(What you have to do): Please return the lines below verbatim, beginning at the one that has "Mark one point on each instance of the metal" and stopping after the one that has "Target: tree trunk", and add no other lines.

══════

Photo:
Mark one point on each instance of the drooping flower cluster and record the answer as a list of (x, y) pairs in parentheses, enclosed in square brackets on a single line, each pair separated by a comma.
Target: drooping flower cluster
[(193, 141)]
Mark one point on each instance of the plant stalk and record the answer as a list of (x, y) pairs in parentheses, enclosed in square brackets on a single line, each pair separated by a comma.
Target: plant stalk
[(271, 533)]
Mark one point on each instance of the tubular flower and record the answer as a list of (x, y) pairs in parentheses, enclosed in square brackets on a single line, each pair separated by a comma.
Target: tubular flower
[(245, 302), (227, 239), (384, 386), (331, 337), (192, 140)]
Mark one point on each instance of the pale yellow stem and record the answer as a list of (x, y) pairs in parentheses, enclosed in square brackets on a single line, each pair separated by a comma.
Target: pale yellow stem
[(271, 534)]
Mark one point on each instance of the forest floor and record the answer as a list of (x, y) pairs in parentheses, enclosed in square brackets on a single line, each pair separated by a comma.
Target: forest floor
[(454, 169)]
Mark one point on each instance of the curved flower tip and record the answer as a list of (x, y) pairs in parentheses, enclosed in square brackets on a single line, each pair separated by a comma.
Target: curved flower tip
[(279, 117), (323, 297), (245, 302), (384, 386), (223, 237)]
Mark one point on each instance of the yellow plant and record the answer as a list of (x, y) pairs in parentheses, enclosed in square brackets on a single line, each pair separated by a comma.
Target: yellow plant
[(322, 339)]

══════

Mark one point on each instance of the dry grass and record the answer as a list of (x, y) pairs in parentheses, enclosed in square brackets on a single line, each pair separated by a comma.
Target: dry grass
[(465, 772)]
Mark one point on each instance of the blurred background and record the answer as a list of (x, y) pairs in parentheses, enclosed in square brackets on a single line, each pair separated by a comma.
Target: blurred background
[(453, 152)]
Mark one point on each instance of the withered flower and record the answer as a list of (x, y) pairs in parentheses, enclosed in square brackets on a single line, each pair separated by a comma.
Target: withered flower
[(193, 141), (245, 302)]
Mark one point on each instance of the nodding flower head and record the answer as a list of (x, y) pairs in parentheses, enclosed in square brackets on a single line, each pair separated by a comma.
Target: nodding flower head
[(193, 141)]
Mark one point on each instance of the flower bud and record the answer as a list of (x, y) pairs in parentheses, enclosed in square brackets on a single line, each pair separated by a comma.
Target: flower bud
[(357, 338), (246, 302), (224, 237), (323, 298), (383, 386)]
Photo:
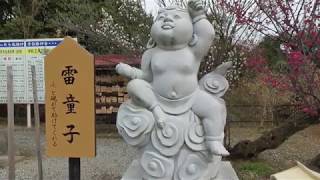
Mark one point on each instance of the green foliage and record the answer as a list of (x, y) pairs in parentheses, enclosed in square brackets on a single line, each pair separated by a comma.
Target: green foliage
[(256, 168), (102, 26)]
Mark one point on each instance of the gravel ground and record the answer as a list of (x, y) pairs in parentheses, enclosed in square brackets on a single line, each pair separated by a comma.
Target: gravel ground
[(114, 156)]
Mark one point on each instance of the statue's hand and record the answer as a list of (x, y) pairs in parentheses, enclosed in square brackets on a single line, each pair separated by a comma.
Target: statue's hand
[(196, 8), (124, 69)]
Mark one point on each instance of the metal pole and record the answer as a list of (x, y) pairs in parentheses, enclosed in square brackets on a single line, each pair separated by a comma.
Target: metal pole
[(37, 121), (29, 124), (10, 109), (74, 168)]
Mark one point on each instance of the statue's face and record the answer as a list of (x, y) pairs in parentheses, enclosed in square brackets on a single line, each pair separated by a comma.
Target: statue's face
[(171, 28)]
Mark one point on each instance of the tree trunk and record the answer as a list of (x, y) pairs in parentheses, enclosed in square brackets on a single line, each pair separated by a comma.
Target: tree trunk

══════

(Solution to the exercise):
Mark one point on each instance of the metal pole and record the answer as a list of (x, y) pairs in parentheses, enclosed in square brackets on a single line, each pair separated by a comma.
Target: metal pole
[(37, 121), (29, 124), (10, 109), (74, 168)]
Mark one point on each instance of the statue's face and record the answer as a list of (x, y) pairs in parentheses, enclosed in square brackets on a single line, each pair separated by a comma.
Target: statue's face
[(171, 28)]
Mark one point on each instance of the tree trunk and record the answer as a list of (x, y) pairs in parentheses, enclosed in square brackets on a single line, each pair separated by a comma.
Target: tree trunk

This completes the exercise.